** Opening SOURCE INFORMATION block **
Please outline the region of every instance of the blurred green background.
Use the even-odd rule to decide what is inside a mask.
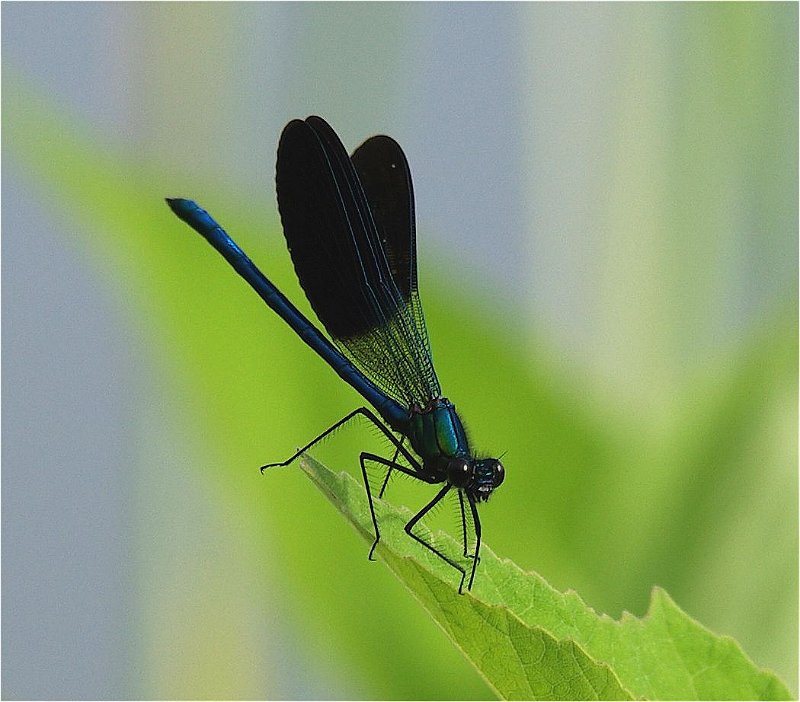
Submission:
[[[440,379],[507,452],[486,542],[797,690],[796,4],[1,9],[3,697],[491,696],[259,475],[359,398],[162,201],[308,309],[273,173],[312,113],[406,151]]]

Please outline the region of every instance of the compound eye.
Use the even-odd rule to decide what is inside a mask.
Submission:
[[[471,472],[469,463],[463,458],[454,458],[447,465],[447,482],[455,487],[466,487]]]
[[[506,478],[506,469],[503,468],[503,464],[500,461],[494,462],[494,467],[492,468],[492,483],[495,487],[500,485]]]

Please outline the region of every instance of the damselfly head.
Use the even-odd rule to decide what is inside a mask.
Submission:
[[[496,458],[480,458],[468,461],[453,458],[447,465],[447,481],[461,488],[477,502],[485,502],[492,491],[506,477],[503,464]]]

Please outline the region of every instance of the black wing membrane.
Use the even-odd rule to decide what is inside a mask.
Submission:
[[[286,243],[334,343],[389,397],[424,405],[441,390],[416,290],[408,167],[396,144],[376,142],[357,160],[366,185],[327,122],[309,117],[286,125],[276,172]],[[392,163],[405,171],[407,185],[381,175]],[[388,205],[392,188],[402,195],[399,205]]]
[[[405,154],[391,137],[374,136],[350,157],[400,294],[409,299],[417,285],[414,192]]]
[[[414,188],[408,161],[400,144],[384,135],[367,139],[353,152],[351,160],[369,201],[392,278],[403,299],[411,305],[419,336],[430,355],[417,288]]]

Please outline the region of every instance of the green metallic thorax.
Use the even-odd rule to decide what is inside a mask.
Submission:
[[[447,398],[432,400],[424,409],[412,408],[408,437],[429,470],[450,458],[469,455],[464,426]]]

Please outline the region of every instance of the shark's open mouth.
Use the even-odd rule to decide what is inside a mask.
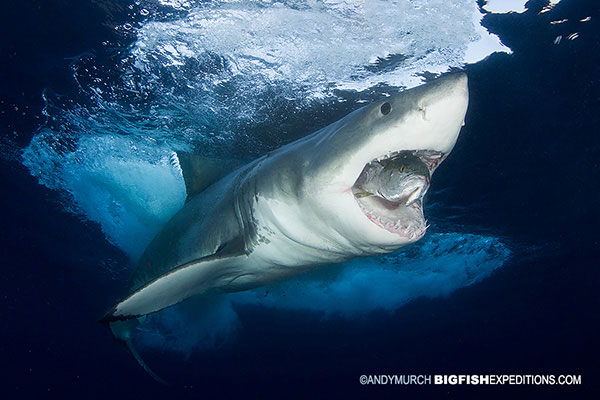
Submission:
[[[390,153],[365,165],[352,193],[374,224],[410,240],[419,239],[427,230],[423,196],[444,157],[432,150]]]

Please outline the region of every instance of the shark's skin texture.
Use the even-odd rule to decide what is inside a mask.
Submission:
[[[456,143],[467,105],[467,76],[448,75],[362,107],[189,193],[103,321],[117,324],[196,294],[247,290],[419,240],[426,230],[422,196]],[[418,157],[427,166],[409,197],[389,201],[355,187],[363,171],[375,170],[368,165],[393,157]]]

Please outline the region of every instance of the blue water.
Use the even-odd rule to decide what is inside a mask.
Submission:
[[[71,3],[7,6],[1,28],[7,398],[600,393],[594,1],[490,3],[482,21],[466,0]],[[135,341],[169,387],[96,323],[184,201],[172,151],[251,160],[457,68],[466,126],[432,181],[422,241],[152,315]],[[583,385],[358,382],[379,373]]]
** Closing SOURCE INFORMATION block **
- PROMPT:
Across the listing above, report every line where "outline" occurs.

- OUTPUT OF THE EXERCISE:
Please outline the region of every instance of the blurred green background.
Please outline the region of every instance of the compound eye.
Please outline the region of every instance of the damselfly head.
Please outline the region of every instance of the black wing membrane.
Please outline the region of every instance of the green metallic thorax.
Please outline the region of every instance of the shark's open mouth.
Please outline the region of every instance of the shark's skin texture.
Please outline the region of every instance of the blue water.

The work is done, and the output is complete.